### EXCERPTED PASSAGE
--- Start ---

The Pale Horseman rides undefeated. With holdings in India and at the center of the trade route, every epidemic will follow a well-paved path to Assyria. AI doing Reformed Tengrism throws a monkey-wrench into the game as do the Catholic Cumans. Thank you for protecting us from Rome's excesses.

With all that has been going on in the last update we haven't heard from our Indian lands for a little while - we will again soon. They have not been immune from the recent chaotic period.

I rarely see the AI successfully reform a pagan faith (and it has usually been the Romuva with their closely clustered holy sites), so it was interesting to see the Tengri succeed. In game, I'm not exactly sure what triggered the Cumans to begin their wave of invasions - but it certainly fits with the idea of the Mongols forcing a domino migration like the OTL Huns.

Cumans, Mongols, rebel scum and now a new enemy far deadlier than any of those is about to rear its ugly head. The plague comes for everybody, hopefully the Assyrians can wither this storm. Especially since that very juicy potential union with Armenia could prove fruitful.

The plague ended our hopes of the Armenian union. (In game I think I got to a warscore of 80% + when Saad died - which was extremely frustrating). But the plague really hit us hard, and we have now slid into a cycle of rebellion, extremism and internal strife. We shall seem what sort of nation makes it out of this.

The Black Death approaches.

These Cumans seem like a large threat to eastern civilization. Will they prove a threat to Assyria? After all, this scenario reminds me of the Normans and the French, and we all know how that ended... Cuman Assyrian Empire?

--- End ---

[Excerpts from location labeling data]
--- Start ---

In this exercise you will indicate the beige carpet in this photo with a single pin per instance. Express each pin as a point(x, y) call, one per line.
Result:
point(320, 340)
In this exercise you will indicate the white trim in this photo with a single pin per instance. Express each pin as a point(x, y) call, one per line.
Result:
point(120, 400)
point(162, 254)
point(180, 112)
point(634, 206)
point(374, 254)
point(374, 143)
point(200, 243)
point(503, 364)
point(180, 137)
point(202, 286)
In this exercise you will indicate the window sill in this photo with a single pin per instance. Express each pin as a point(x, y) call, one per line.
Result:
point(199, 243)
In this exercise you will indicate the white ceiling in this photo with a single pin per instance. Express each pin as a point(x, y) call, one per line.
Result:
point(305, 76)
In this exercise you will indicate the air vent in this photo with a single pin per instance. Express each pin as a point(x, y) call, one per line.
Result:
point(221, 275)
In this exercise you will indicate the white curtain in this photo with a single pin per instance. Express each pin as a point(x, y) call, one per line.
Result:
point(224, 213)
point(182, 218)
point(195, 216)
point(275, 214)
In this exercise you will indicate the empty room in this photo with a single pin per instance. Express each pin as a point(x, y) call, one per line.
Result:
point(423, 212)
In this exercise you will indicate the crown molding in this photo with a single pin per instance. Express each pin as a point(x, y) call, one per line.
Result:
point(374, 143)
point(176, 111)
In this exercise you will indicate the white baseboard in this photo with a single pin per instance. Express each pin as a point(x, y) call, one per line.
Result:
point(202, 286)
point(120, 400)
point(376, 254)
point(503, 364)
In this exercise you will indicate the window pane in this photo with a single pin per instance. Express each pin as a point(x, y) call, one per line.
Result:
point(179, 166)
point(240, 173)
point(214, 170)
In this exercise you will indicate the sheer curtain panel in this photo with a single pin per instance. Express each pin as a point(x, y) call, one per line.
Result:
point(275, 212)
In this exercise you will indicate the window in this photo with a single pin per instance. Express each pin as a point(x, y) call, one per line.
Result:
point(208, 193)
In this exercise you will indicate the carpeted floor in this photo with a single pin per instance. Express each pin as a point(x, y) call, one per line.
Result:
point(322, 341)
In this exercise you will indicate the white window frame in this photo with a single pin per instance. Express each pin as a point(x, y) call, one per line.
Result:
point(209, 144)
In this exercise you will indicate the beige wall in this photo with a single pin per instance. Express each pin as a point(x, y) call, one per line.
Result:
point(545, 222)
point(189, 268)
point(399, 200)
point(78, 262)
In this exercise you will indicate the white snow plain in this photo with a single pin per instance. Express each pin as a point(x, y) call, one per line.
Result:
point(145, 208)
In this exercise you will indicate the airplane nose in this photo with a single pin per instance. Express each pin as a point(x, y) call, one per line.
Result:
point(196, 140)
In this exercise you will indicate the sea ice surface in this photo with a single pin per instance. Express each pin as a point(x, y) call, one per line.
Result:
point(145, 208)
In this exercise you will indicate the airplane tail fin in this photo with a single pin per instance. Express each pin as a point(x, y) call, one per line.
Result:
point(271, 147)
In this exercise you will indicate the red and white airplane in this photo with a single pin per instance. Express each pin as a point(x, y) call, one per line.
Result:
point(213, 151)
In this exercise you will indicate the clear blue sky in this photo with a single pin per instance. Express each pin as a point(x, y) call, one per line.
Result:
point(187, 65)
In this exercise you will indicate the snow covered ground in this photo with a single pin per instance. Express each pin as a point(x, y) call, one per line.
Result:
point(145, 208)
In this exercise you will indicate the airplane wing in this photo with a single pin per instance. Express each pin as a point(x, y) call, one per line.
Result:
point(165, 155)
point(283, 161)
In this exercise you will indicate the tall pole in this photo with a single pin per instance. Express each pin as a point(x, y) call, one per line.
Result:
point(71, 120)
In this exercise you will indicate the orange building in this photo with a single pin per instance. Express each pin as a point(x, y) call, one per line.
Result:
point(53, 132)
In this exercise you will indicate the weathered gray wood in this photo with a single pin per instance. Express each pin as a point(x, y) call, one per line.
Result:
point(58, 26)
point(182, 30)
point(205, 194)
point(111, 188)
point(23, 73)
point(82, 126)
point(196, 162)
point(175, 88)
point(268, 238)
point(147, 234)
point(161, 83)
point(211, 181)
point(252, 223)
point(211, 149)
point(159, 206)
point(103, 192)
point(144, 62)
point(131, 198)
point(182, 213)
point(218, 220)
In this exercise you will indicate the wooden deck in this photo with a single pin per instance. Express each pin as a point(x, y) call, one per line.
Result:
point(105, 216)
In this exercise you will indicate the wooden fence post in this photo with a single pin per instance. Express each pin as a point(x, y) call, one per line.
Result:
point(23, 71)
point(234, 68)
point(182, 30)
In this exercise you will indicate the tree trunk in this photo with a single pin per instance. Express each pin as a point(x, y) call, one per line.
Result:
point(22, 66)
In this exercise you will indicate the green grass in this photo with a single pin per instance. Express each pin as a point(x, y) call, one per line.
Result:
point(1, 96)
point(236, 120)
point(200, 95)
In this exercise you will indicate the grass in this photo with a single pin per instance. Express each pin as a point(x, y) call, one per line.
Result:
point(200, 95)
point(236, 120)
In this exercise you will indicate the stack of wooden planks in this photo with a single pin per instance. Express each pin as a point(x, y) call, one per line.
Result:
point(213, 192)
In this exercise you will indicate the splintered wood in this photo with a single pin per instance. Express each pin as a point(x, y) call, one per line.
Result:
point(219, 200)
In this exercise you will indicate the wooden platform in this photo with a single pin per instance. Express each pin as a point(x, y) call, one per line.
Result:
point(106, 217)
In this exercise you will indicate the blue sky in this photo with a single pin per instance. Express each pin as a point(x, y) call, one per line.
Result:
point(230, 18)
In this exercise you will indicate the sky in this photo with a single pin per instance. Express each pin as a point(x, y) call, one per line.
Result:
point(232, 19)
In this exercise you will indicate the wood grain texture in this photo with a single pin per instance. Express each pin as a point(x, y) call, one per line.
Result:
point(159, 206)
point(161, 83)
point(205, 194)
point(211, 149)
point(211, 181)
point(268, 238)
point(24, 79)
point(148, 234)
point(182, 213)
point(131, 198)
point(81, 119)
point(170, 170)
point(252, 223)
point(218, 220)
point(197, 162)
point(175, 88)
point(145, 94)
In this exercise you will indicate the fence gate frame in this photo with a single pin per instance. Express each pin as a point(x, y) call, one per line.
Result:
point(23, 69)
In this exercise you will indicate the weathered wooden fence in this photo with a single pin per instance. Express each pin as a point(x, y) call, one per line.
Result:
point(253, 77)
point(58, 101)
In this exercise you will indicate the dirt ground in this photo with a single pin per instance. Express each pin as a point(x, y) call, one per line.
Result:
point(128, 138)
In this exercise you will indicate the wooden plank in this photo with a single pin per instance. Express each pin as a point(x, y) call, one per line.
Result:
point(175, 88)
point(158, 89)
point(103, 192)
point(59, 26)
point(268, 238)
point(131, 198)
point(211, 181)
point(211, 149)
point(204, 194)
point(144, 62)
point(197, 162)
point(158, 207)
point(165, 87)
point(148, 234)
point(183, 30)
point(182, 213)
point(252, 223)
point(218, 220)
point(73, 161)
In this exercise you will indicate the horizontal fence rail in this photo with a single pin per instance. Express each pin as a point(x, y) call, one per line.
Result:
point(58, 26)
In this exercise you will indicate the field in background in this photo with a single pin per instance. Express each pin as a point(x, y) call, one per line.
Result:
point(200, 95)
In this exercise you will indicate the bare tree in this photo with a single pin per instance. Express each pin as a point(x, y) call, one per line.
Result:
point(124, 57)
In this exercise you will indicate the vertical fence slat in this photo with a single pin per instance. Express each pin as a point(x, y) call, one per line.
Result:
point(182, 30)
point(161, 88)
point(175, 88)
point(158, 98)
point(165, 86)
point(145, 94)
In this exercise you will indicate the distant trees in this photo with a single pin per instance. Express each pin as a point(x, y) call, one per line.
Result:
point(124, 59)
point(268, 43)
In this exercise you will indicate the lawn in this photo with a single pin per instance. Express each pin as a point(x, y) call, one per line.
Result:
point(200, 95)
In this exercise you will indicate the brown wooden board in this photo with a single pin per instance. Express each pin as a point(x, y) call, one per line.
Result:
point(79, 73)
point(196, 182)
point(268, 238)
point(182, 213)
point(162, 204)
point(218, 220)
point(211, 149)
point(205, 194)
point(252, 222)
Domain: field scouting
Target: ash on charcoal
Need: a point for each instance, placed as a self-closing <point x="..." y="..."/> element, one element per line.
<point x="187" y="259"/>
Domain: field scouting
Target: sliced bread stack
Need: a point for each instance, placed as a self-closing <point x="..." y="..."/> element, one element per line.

--- End ---

### JOB 1
Repeat the records word for word, everything from their first line down to the line containing "point(221, 275)", including both of those lines.
### JOB 2
Pick up the game commentary about Assyria at the point where it stops and carry it forward.
The text and the records are unrelated to each other.

### REPLY 1
In this exercise you will indicate the beige carpet in this photo with a single pin per instance. Express each pin as a point(x, y) call, one per line.
Result:
point(320, 340)
In this exercise you will indicate the white trim in this photo with a single pin per instance. Express each pin as a point(x, y) call, one per line.
Result:
point(120, 400)
point(162, 254)
point(180, 112)
point(634, 206)
point(374, 254)
point(374, 143)
point(200, 243)
point(503, 364)
point(180, 137)
point(202, 286)
In this exercise you will indicate the window sill in this photo with a single pin per instance. Express each pin as a point(x, y) call, one per line.
Result:
point(199, 243)
In this exercise you will indicate the white ceiling in this photo with a single pin per instance. Express each pin as a point(x, y) call, one per line.
Result:
point(305, 76)
In this exercise you will indicate the air vent in this photo with a single pin per instance. Express each pin as a point(x, y) call, one per line.
Result:
point(221, 275)

### REPLY 2
Just how far the Cumans can push their influence is yet to be seen. They have shown their ability to effectively make or break a regime - saving Moqli in 1274 before abandoning him in 1279. Will it be possible for any faction to gain control over the Kingdom at this stage without them? And if so at what price?

If the son dies of the plague, that would be unfortunate…

One might even say it would be Saad! (I'll stop now :p). It was indeed very frustrating for the plague to appear and kill Saad right in the middle of this war, right when I was close to victory and end my hopes of gaining Armenia. But that proved to be the least of my worries!

They are not a problem now, but maybe in the future, what a shame if a Cuman empire (nothing like the Ottomans!) unified with its cousins from Serbia, Wallachia and Anatolia and then looked for its brothers in Assyria.

We are already starting to see the Cumans having some maleffects within Assyria, we shall see how their kin in Anatolia and the Balkans get in due course.

Oh this looks like a lot of fun.

Glad to have you along for the ride, I hope you enjoy this one as you did our adventures through Poland!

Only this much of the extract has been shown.